> [Tasks to perform]
- a) Print the part of the SHAP analysis passage that opens with the words containing "SHAP Value Computation: SHAP" and closes with "factors driving changes.".
- b) Translate this sentence from the SHAP analysis passage into Spanish: "This indicates that the Local Random Forest models effectively capture the relationships between independent and dependent variables within the defined spatial neighborhoods."
- c) Pick up the SHAP analysis passage after its final sentence and keep writing it.

> [Exercise passage]
━━━━━━━━━━━━━━━━━━━━━━━━━━━━━━

SHAP Analysis and Visualization

SHAP Value Computation: SHAP was employed to provide an interpretive layer to the Local Random Forest models. For each dependent variable:
- The global Random Forest model was retrained on the relevant dataset.
- A SHAP explainer was initialized, and SHAP values were computed for all features.
Visualization: SHAP summary plots, heatmaps, and waterfall plots were generated to visualize the contributions of individual features to the predictions. These visualizations helped explain the local variability in the dependent variables and identified critical factors driving changes.

Results

Local Random Forest R² Map

The resulting map of the Local Random Forest R² values demonstrates a strong model performance across the analyzed regions, with the majority of local R² scores exceeding 0.84. This indicates that the Local Random Forest models effectively capture the relationships between independent and dependent variables within the defined spatial neighborhoods. The map highlights regions with varying R² values, ranging from 0.703 to 0.983, providing a visual representation of model fit and predictive accuracy. The high R² values suggest that the models explain a significant proportion of the variance in the dependent variables, validating the approach and its ability to provide reliable localized insights.

━━━━━━━━━━━━━━━━━━━━━━━━━━━━━━

> [Records provided]
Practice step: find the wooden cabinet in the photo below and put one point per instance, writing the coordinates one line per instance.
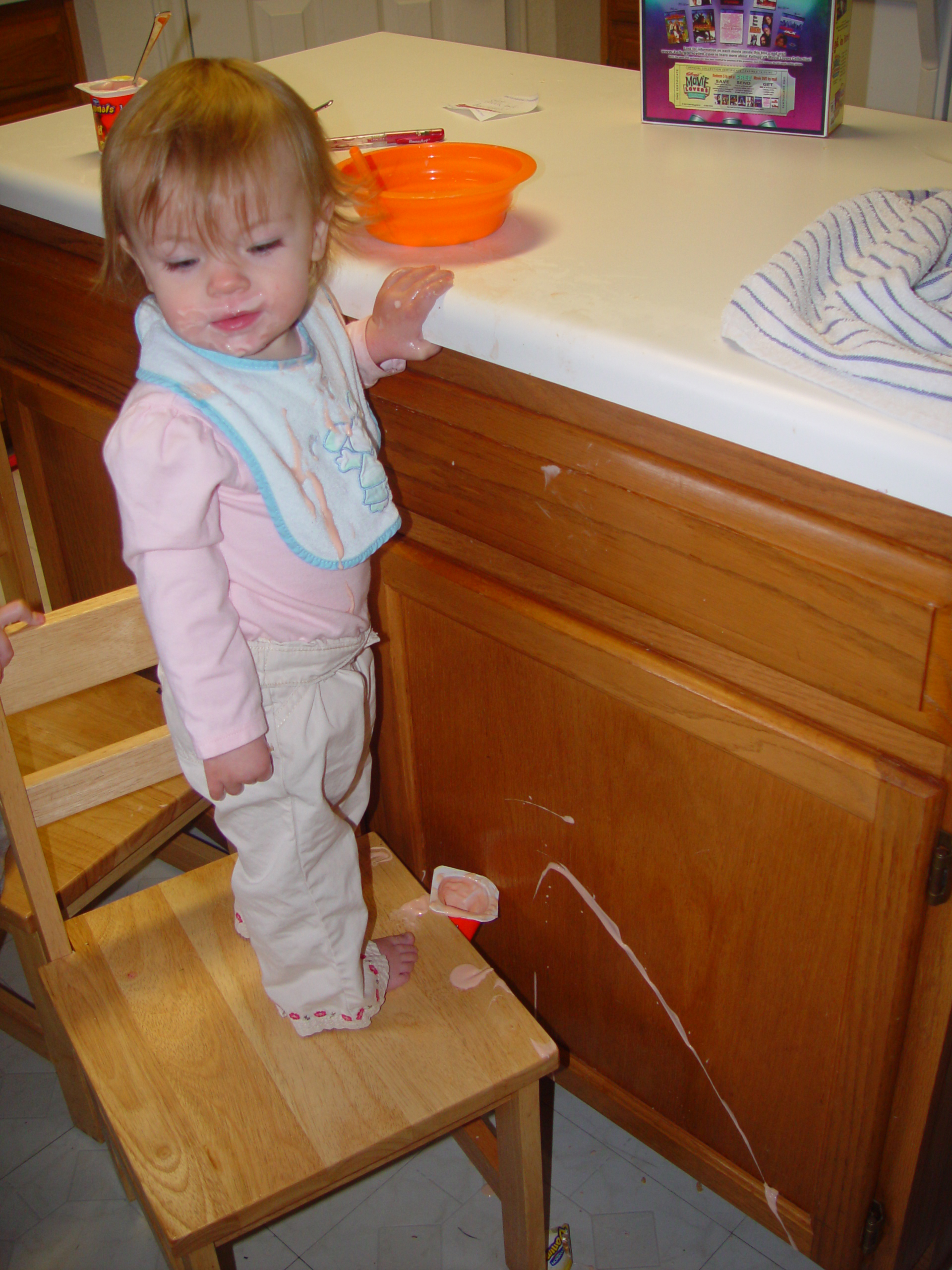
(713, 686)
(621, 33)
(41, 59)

━━━━━━━━━━━━━━━━━━━━━━━━━━━━━━

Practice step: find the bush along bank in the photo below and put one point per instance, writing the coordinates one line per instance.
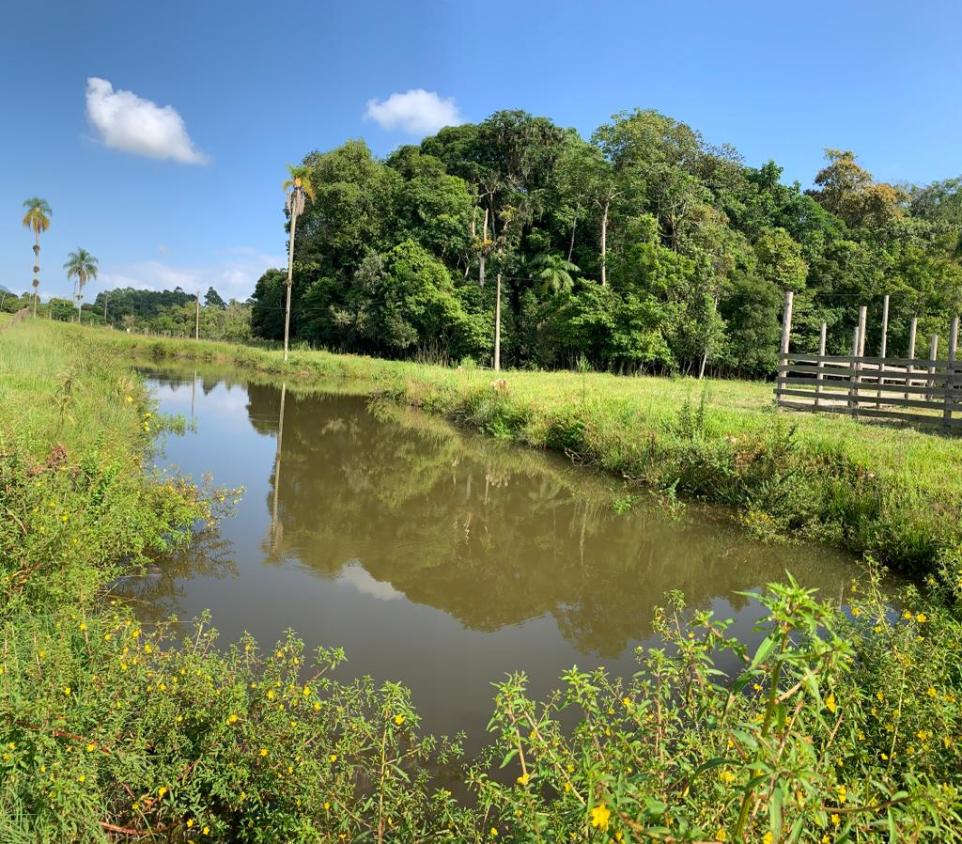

━━━━━━━━━━━━━━━━━━━━━━━━━━━━━━

> [Answers for the exercise]
- a)
SHAP Value Computation: SHAP was employed to provide an interpretive layer to the Local Random Forest models. For each dependent variable:
- The global Random Forest model was retrained on the relevant dataset.
- A SHAP explainer was initialized, and SHAP values were computed for all features.
Visualization: SHAP summary plots, heatmaps, and waterfall plots were generated to visualize the contributions of individual features to the predictions. These visualizations helped explain the local variability in the dependent variables and identified critical factors driving changes.

- b) Esto indica que los modelos Local Random Forest capturan eficazmente las relaciones entre las variables independientes y dependientes dentro de los vecindarios espaciales definidos.

- c)
SHAP Summary for Dependent Variables (Top 1000 Points)

The SHAP summary plots provide insights into the contributions of independent variables to each dependent variable across the top 1000 data points. For all the dependent variables (bphigh, chd, diabetes, highchol, obesity), SE6 and SE2 consistently emerge as the most impactful features, showing strong positive and negative impacts across the datasets. Other variables, such as SE1, NE2, and BE3, also demonstrate varying degrees of influence, indicating their localized importance depending on the dependent variable. The color gradient highlights the feature values (high or low), and the dispersion of points illustrates the magnitude of SHAP values, representing their effect on the model's predictions.

SHAP Waterfall Plot for Dependent Variables (Top 1000)

The SHAP waterfall plots provide a detailed breakdown of how individual features contribute to the model predictions for each dependent variable (bphigh, chd, diabetes, highchol, and obesity) among the top 1000 points. For bphigh, features like SE6 and SE2 dominate, with SE6 positively adding to the prediction while SE2 has a significant negative contribution. Similarly, in the chd plot, NE1 and BE4 positively drive the final prediction, with smaller but meaningful contributions from SE6 and BE5. In the case of diabetes, SE6, SE1, and SE3 emerge as the most impactful variables, highlighting their importance in shaping the prediction outcome. For highchol, SE6 contributes substantially, alongside SE2 and SE3, with their impacts varying between positive and negative. Lastly, for obesity, NE3, BE1, and SE6 play critical roles, adjusting the base value significantly to achieve the final prediction.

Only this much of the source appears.